Exercise = Reproduce every line of the records below in full, but shift each coordinate value in the answer lists up by 53.

Source data =
· · · · ·

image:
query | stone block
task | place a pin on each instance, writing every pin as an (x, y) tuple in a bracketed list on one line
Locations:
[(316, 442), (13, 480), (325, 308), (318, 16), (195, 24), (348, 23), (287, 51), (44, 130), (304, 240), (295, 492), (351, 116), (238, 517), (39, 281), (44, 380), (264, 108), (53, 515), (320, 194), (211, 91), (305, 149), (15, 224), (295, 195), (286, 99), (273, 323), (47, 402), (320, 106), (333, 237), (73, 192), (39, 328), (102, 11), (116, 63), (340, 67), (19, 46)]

· · · · ·

Result =
image:
query | stone block
task | place a pin on each instance, writing every pin as an (x, y) tuple in a bracketed list on one line
Locations:
[(369, 495), (66, 533), (378, 361), (371, 69), (248, 77), (401, 76), (340, 104), (97, 183), (357, 293), (348, 545), (404, 169), (291, 570), (92, 334), (97, 433), (317, 161), (106, 568), (373, 247), (264, 144), (358, 202), (68, 277), (348, 248), (339, 152), (326, 376), (100, 455), (373, 159), (386, 290), (126, 245), (92, 381), (155, 64), (169, 116), (393, 120), (72, 99)]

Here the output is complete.